WHAT TO WORK ON
How many of the lines below contain the string "stem", matching case exactly? Reply with the number alone.

** START OF DATASET EXTRACT **

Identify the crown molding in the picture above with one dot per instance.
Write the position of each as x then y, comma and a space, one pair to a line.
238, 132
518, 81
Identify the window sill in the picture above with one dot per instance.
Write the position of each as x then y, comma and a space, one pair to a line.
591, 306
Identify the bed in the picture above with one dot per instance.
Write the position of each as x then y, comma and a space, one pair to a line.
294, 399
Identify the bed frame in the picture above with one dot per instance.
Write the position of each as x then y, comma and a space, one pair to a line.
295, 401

** END OF DATASET EXTRACT **
** START OF DATASET EXTRACT **

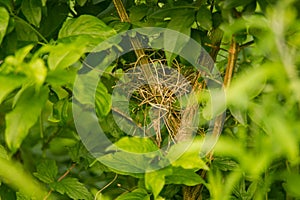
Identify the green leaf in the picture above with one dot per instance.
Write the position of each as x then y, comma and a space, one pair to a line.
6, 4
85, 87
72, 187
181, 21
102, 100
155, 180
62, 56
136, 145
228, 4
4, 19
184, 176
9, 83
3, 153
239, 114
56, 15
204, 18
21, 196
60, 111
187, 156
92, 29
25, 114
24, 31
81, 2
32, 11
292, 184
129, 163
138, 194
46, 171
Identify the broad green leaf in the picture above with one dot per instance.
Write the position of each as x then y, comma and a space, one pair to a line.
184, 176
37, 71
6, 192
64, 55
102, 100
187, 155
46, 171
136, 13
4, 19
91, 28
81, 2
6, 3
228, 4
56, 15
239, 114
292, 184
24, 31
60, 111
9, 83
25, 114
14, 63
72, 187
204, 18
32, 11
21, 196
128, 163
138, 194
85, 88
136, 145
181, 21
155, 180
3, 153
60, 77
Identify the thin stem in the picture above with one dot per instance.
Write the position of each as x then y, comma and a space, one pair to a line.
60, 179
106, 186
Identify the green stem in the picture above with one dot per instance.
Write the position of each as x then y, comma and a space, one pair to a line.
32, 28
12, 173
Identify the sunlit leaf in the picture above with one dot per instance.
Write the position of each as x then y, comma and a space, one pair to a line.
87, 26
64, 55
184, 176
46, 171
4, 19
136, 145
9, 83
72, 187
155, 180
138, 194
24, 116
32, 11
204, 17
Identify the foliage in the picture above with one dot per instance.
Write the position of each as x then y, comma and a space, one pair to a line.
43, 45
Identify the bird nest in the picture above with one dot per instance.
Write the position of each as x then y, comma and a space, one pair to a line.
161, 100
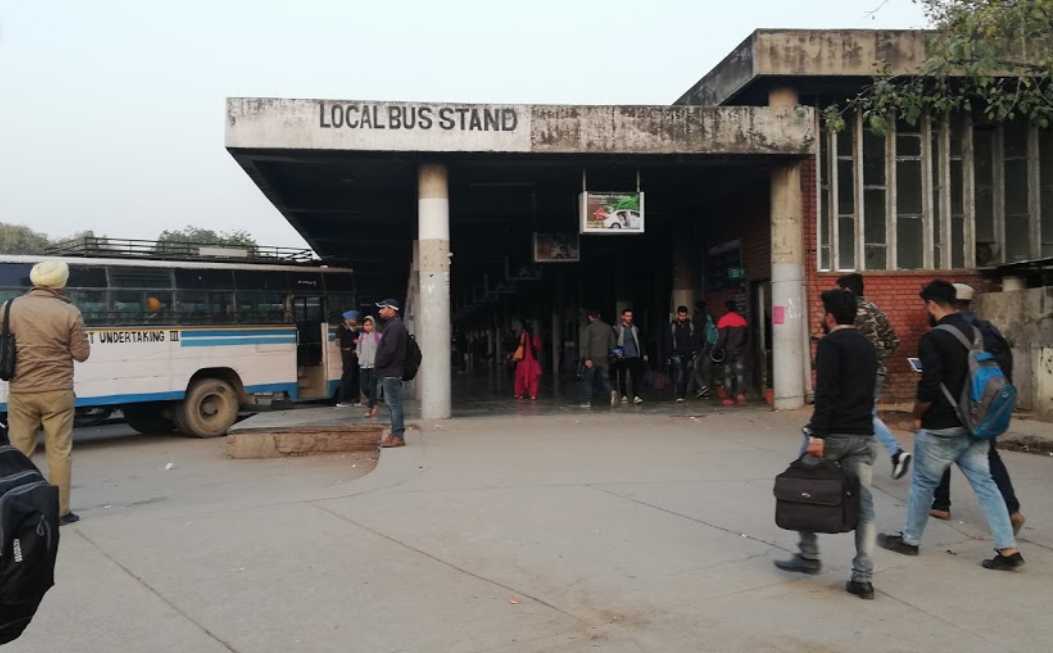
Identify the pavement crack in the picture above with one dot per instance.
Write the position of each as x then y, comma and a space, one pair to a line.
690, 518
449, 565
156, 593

** END OF DATASET EXTRACT **

EXERCISE RESULT
2